> _作業内容_:
A - 次の(i)〜(iii)が抜粋の内容と合っているかを判断し、それぞれ「はい」か「いいえ」で答えること。あわせて、決め手となる抜粋中の語句をそのまま引用すること。
(i) 新型コロナ禍では、世界の自動車生産が10年前の水準に後退した。
(ii) 自動車生産トップ10国の生産減退の分散は、リーマンショック時よりも新型コロナ時のほうが大きかった。
(iii) 自動車部品のGVCの分析は、自動車部品輸出入トップ10国だけを対象とした。
B - 抜粋の「2022年度は新型コロナウイ」から「ついても詳細に分析を行った。」までを、両端の語句も含めて書き写してください。

> _読解用抜粋_:
-*-
馬場 敏幸  法政大学, 経済学部, 教授 (00359663)

研究期間 (年度) 2018-04-01 – 2024-03-31
キーワード自動車産業 / サポーティング産業・裾野産業 / 金型産業 / グローバルバリューチェーン(GVC) / 新型コロナ / ブラジル / 中国 / 日本
研究実績の概要

2022年度は新型コロナウイルス感染症の拡大が金型産業の主要ユーザーである自動車産業へ与える影響と、リーマンショック時の影響についての比較分析を行った。世界の自動車生産について世界の自動車産業の新型コロナ禍による影響は歴史的にも大きなものになったことが判明した。2000年以降2020年までの世界の自動車生産を見るとおおむね増加トレンドである。2000年の5837万台から新型コロナ前の2019年の9179万台へと大きく拡大した。一方、そうした増加トレンドの中で大きな生産の落ち込みが2時点見られる。リーマンショック・世界金融危機時の2009年と新型コロナ禍時の2020年であった。何年前の自動車生産の水準に後退したかについて分析すると、リーマンショック時は6年前の水準に、そして新型コロナ禍では10年前の水準に後退したことが判明した。次に、主要自動車生産各国について新型コロナ時とリーマンショック時の生産減退について分析を行った。自動車生産トップ10国についてみると、リーマンショック時には影響が大きかった国、影響が小さかった国が大きく分かれているのに対し(分散0.0552)、新型コロナでは影響が一様に表れている(分散0.0098)違いがあると判明した。次に、新型コロナの影響が大きかった国(ブラジル、フランス)、影響が少なかった国(中国)および日本について詳細にケーススタディを行い、新型コロナ禍によるそれらの国の自動車産業への影響について分析を行った。さらに新型コロナ禍への自動車のグローバルバリューチェーン(GVC)についても詳細に分析を行った。

現在までの達成度 (区分)
現在までの達成度 (区分)

2: おおむね順調に進展している

理由

2022年度の研究で新型コロナ禍が世界の自動車産業に与えた影響について、リーマンショック時と比較研究し、両危機が自動車産業に与えた影響の特質と違いについて詳細に分析を行った。また自動車産業では世界自動車主要生産国約30数国について分析し、特にトップ10国について特に詳細に分析した。両危機の影響の大きさにより、「グループ1悪影響大」、「グループ2世界平均並み」「グループ3悪影響小」の3グループに分類し、それぞれ違いを考察した。自動車部品のGVCについては世界自動車部品輸出入全国(約300国)すべてについて分析を行い、特に自動車部品輸出入トップ10国について詳細に分析を行った。分析結果については日本国内、海外の学会にて報告を行った。
-*-
> _抽出データ_:

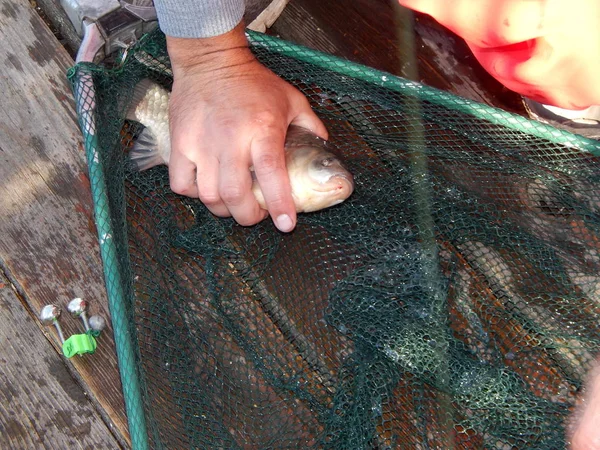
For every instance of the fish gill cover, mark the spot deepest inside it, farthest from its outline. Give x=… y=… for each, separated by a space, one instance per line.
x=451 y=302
-*-
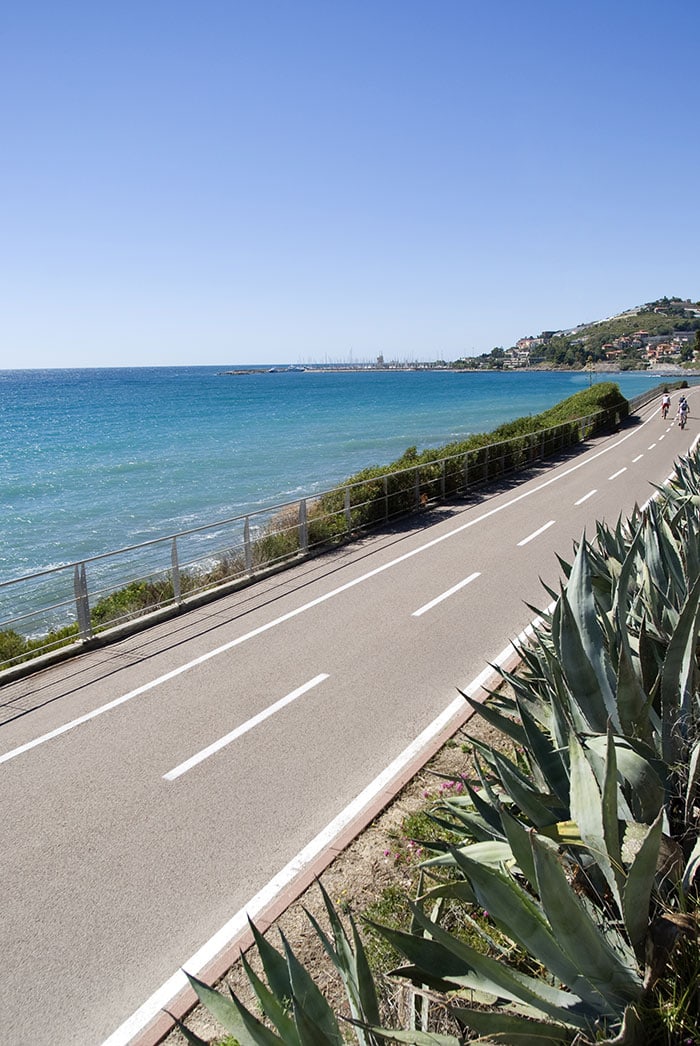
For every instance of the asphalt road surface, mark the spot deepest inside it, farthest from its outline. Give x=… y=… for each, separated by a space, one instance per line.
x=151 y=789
-*-
> _解答一覧_:
A -
(i) はい。「新型コロナ禍では10年前の水準に後退したことが判明した」
(ii) いいえ。「リーマンショック時には影響が大きかった国、影響が小さかった国が大きく分かれているのに対し(分散0.0552)、新型コロナでは影響が一様に表れている(分散0.0098)」
(iii) いいえ。「世界自動車部品輸出入全国(約300国)すべてについて分析を行い」

B -
2022年度は新型コロナウイルス感染症の拡大が金型産業の主要ユーザーである自動車産業へ与える影響と、リーマンショック時の影響についての比較分析を行った。世界の自動車生産について世界の自動車産業の新型コロナ禍による影響は歴史的にも大きなものになったことが判明した。2000年以降2020年までの世界の自動車生産を見るとおおむね増加トレンドである。2000年の5837万台から新型コロナ前の2019年の9179万台へと大きく拡大した。一方、そうした増加トレンドの中で大きな生産の落ち込みが2時点見られる。リーマンショック・世界金融危機時の2009年と新型コロナ禍時の2020年であった。何年前の自動車生産の水準に後退したかについて分析すると、リーマンショック時は6年前の水準に、そして新型コロナ禍では10年前の水準に後退したことが判明した。次に、主要自動車生産各国について新型コロナ時とリーマンショック時の生産減退について分析を行った。自動車生産トップ10国についてみると、リーマンショック時には影響が大きかった国、影響が小さかった国が大きく分かれているのに対し(分散0.0552)、新型コロナでは影響が一様に表れている(分散0.0098)違いがあると判明した。次に、新型コロナの影響が大きかった国(ブラジル、フランス)、影響が少なかった国(中国)および日本について詳細にケーススタディを行い、新型コロナ禍によるそれらの国の自動車産業への影響について分析を行った。さらに新型コロナ禍への自動車のグローバルバリューチェーン(GVC)についても詳細に分析を行った。